(Stored items from a collection)

◆ ◆ ◆

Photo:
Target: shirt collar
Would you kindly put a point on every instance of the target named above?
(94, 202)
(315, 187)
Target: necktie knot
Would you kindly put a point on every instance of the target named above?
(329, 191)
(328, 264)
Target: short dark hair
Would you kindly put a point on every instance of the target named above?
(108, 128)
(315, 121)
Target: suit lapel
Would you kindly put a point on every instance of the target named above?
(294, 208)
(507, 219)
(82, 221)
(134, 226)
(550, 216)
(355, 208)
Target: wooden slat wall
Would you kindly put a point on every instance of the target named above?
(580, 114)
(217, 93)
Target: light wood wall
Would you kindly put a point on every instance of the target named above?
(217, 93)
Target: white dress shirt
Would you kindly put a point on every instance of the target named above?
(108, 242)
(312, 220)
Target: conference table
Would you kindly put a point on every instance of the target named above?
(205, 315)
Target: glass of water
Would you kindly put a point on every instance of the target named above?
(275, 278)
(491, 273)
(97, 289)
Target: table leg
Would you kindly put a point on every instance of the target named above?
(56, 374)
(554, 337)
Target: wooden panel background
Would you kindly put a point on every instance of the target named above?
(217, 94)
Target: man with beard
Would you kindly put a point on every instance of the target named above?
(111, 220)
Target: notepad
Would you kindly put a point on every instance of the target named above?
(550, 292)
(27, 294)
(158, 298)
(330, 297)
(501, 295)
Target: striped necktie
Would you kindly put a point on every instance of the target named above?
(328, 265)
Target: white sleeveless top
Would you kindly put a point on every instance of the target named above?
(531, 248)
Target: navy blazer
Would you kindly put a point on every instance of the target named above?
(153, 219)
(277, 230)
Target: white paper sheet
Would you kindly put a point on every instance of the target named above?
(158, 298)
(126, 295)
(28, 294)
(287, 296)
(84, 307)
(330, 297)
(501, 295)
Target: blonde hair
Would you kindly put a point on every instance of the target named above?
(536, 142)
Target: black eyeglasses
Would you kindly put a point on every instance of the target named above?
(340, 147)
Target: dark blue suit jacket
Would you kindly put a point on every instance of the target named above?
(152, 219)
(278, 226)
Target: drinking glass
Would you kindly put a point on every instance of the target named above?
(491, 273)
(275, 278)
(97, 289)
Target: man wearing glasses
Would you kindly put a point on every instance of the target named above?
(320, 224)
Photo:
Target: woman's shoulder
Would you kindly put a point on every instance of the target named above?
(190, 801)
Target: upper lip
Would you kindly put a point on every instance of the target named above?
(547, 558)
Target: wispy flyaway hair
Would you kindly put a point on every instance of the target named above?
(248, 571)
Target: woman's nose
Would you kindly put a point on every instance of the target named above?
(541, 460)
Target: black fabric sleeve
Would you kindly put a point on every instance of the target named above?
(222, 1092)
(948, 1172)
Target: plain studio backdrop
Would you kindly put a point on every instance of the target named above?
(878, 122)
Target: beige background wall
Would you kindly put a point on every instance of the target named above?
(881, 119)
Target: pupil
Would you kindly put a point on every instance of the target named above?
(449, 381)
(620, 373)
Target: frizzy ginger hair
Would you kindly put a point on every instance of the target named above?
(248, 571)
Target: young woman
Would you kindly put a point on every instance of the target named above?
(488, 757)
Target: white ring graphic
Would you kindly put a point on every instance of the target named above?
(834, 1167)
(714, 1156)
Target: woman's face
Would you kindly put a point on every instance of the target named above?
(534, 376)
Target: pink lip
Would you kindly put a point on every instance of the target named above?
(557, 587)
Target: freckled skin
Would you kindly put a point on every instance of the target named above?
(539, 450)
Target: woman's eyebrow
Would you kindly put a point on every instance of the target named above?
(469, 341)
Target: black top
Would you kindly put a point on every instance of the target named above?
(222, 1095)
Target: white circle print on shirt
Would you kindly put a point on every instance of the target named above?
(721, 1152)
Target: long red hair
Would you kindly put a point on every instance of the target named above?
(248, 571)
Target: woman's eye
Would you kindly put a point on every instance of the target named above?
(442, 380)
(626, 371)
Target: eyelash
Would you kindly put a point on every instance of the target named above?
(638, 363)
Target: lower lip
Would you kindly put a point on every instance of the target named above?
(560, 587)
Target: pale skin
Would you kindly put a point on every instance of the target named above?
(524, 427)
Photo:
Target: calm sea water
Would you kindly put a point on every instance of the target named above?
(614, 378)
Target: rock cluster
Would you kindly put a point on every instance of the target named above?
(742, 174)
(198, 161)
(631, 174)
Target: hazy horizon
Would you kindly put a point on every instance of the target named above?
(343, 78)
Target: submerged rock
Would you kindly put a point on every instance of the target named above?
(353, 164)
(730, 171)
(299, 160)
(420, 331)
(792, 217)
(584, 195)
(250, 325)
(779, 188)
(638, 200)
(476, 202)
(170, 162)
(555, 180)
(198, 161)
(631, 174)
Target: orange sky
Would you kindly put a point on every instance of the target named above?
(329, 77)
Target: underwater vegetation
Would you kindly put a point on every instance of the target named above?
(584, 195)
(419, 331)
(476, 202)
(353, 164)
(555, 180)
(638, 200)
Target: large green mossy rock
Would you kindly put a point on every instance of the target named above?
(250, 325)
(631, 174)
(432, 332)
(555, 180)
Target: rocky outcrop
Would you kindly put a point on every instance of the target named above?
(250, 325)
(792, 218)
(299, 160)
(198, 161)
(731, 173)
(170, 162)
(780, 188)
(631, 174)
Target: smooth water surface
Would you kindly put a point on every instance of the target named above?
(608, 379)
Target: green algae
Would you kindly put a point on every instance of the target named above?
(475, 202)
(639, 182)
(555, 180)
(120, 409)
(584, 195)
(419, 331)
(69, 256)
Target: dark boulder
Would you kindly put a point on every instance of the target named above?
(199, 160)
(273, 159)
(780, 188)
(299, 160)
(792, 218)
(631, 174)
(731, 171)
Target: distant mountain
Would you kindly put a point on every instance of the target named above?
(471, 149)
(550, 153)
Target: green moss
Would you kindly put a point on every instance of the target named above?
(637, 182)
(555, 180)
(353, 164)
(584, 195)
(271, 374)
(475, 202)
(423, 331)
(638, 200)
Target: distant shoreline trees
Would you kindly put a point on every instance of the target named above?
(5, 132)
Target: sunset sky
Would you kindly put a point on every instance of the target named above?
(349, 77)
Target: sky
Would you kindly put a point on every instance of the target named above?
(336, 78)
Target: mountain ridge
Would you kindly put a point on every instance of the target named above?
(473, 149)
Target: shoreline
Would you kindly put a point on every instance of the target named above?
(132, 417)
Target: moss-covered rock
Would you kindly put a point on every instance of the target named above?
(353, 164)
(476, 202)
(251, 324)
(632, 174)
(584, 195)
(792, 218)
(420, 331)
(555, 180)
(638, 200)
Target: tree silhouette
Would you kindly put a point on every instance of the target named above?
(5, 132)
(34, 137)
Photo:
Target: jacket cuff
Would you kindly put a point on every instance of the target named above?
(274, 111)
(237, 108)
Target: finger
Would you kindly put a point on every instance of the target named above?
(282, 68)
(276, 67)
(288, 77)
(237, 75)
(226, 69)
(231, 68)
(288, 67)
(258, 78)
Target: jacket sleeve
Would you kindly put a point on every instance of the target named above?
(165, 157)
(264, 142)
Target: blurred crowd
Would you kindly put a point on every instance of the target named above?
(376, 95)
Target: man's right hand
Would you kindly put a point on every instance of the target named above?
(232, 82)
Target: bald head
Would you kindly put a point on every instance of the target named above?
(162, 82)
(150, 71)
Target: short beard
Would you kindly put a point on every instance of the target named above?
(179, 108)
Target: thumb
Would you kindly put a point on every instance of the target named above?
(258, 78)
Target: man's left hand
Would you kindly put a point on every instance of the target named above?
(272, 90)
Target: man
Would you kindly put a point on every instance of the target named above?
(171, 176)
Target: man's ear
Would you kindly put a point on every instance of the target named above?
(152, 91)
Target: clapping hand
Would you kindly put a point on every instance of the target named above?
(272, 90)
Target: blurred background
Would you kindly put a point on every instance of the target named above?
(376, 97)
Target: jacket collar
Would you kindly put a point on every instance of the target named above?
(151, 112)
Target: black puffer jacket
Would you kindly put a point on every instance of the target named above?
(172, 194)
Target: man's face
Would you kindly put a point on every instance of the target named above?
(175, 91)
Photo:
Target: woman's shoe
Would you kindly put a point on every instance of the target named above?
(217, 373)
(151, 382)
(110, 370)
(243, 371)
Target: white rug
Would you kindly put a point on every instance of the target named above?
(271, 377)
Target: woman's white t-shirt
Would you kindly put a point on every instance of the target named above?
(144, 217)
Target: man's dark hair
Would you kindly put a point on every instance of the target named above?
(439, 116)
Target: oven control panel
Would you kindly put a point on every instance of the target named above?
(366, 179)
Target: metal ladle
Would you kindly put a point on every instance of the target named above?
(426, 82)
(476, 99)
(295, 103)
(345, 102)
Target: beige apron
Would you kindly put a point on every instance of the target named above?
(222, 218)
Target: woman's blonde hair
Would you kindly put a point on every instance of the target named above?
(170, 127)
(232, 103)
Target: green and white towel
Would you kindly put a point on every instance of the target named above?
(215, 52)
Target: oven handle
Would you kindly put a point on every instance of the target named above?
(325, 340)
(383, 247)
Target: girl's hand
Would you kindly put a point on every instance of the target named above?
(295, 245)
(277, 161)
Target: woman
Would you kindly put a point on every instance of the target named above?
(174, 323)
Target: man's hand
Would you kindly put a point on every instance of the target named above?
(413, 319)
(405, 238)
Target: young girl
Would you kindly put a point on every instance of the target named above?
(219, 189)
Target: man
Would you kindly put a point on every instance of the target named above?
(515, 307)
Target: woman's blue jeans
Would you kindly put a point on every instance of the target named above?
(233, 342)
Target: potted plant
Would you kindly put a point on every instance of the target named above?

◆ ◆ ◆

## Instructions for the task
Rewrite the data from the line that contains "Target: beige apron" through the end, swapping "kindly" for "please" and leaving everything else unchanged.

## Solution to this task
Target: beige apron
Would you please put a point on every instance of the target named above?
(222, 218)
Target: woman's blonde hair
Would you please put a point on every instance of the target named above?
(170, 127)
(232, 103)
Target: green and white towel
Would you please put a point on every instance of the target named above?
(215, 52)
Target: oven handle
Would you please put a point on every instance of the target named above?
(325, 340)
(383, 247)
Target: girl's hand
Would you please put a point on every instance of the target named above?
(295, 245)
(277, 161)
Target: woman
Would you please put a point on every instance of the target named above?
(174, 323)
Target: man's hand
Would you please put a point on every instance of the target named above?
(413, 319)
(405, 238)
Target: young girl
Would you please put a point on every instance of the target named above?
(219, 189)
Target: man
Would you please put a point on every instance of the target named above?
(515, 307)
Target: woman's blue jeans
Would you please put a point on every instance of the target named above?
(233, 342)
Target: potted plant
Would you please put a point on every instance of the target named above?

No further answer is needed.